EXCERPTED PASSAGE:

From this and related passages of Scripture, it is clear that the mercy seat was God’s throne, the place where He met with the representative of His people, and communed with him. This truth becomes increasingly clear to us as we examine, in some detail, the significance of this mercy seat of pure gold. It was:
1. The Only Seat in the Jewish Tabernacle.
There was no chair for the priests. Their work was never done. They continued to stand “daily ministering and offering oftentimes the same sacrifices, which” could “never take away sins” (Hebrews 10:11).
The only seat in the tabernacle was God’s throne, where “mercy reigned.” It reigned because our holy God had planned, from all eternity, to offer Himself a perfect Sacrifice for sin “once for all.” “When the fulness of the time was come,” He let wicked men crucify Him on the cross. Having paid the penalty for sin, He cried out in triumph, “It is finished.” Then He yielded His Spirit up to the Father.
Three days and three nights He lay in Joseph’s new tomb, but His “flesh” saw “no corruption.” And then He arose, victorious over death and the grave. For forty days He showed Himself alive to those who loved Him, “by many infallible proofs” convincing His disciples that He was alive forevermore. He ascended into heaven, and sat down on the right hand of the Majesty on high.
That is why the Holy Spirit wrote of Him,
“This man, after he had offered one sacrifice for sins for ever, sat down on the right hand of God” (Hebrews 10:12).
His redemptive work was forever finished; therefore, He sat down, to wait until His enemies should be made His “footstool.”
2. Not a Throne of Judgment, but a “Throne of Grace.”
“Mercy reigned” in the Holy of Holies, and “mercy” signifies grace bestowed upon the unworthy and the undeserving. It is unmerited favor. Man had sinned. He had broken God’s holy law.
Even while Moses was in the mount, Israel was dancing, naked, around a golden calf, in gross idolatry - all this in spite of the fact that it had been only a little while since God had miraculously redeemed His people from Egyptian bondage! Israel had broken the very first commandment, to say nothing of the others.
Beneath the mercy seat were the tables of stone. Above it was the Shekinah glory. God’s righteousness demanded death of the guilty sinner; for “the wages of sin is death” (Romans 6:23). But, because of the sprinkled blood, His judgment throne had become a “throne of grace,” a veritable mercy seat; for the sprinkled blood was but a foreshadowing of the cleansing blood of Jesus, “the Lamb of God, which taketh away the sin of the world” (John 1:29).
3. Christ - Our “Mercy Seat.”
That Christ Himself is the true Mercy Seat, is found in the fact that the very term means “place of propitiation” (Hebrews 9:5). And in Romans 3:24-25 (cf. Romans 3:21-26) we read that we have been -
“. . . justified freely by his grace through the redemption that is in Christ Jesus: whom God hath set forth to be a propitiation through faith in his blood, to declare his righteousness for the remission of sins that are past, through the forbearance of God.”
Christ Himself was our propitiatory Sacrifice on Calvary’s cross.

WHAT IS BEING ASKED:
Copy out verbatim everything in the mercy seat passage from "2. Not a Throne" down to "of the others.".

SUPPLIED RECORDS:
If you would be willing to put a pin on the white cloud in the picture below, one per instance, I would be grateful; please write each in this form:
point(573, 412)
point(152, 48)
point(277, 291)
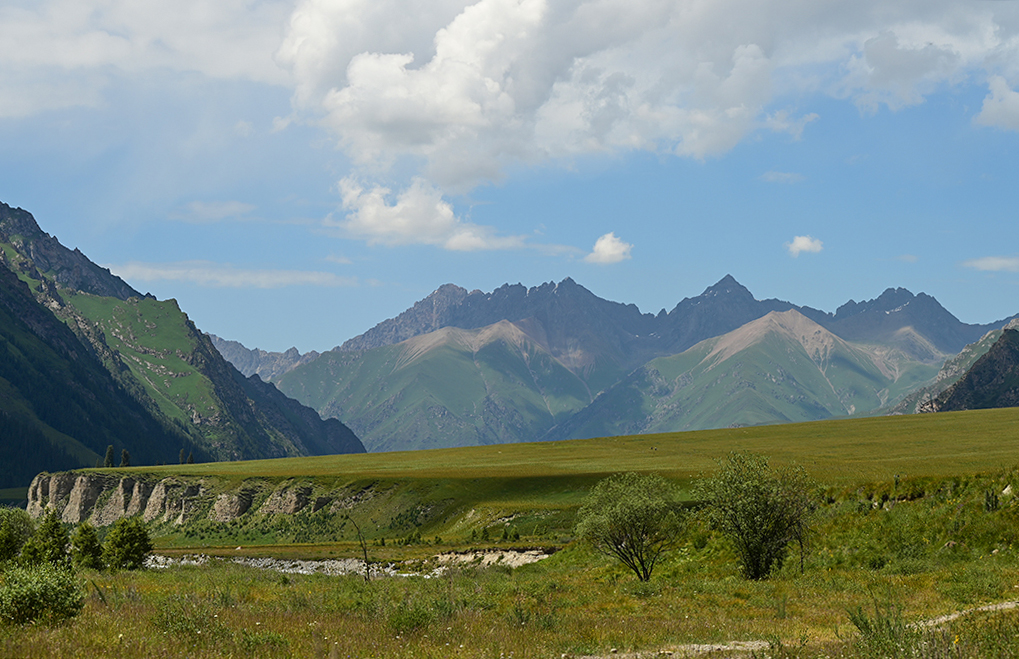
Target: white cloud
point(1001, 107)
point(65, 53)
point(994, 264)
point(781, 177)
point(206, 273)
point(607, 250)
point(418, 215)
point(804, 243)
point(461, 91)
point(205, 212)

YOUR SOLUTION:
2. Not a Throne of Judgment, but a “Throne of Grace.”
“Mercy reigned” in the Holy of Holies, and “mercy” signifies grace bestowed upon the unworthy and the undeserving. It is unmerited favor. Man had sinned. He had broken God’s holy law.
Even while Moses was in the mount, Israel was dancing, naked, around a golden calf, in gross idolatry - all this in spite of the fact that it had been only a little while since God had miraculously redeemed His people from Egyptian bondage! Israel had broken the very first commandment, to say nothing of the others.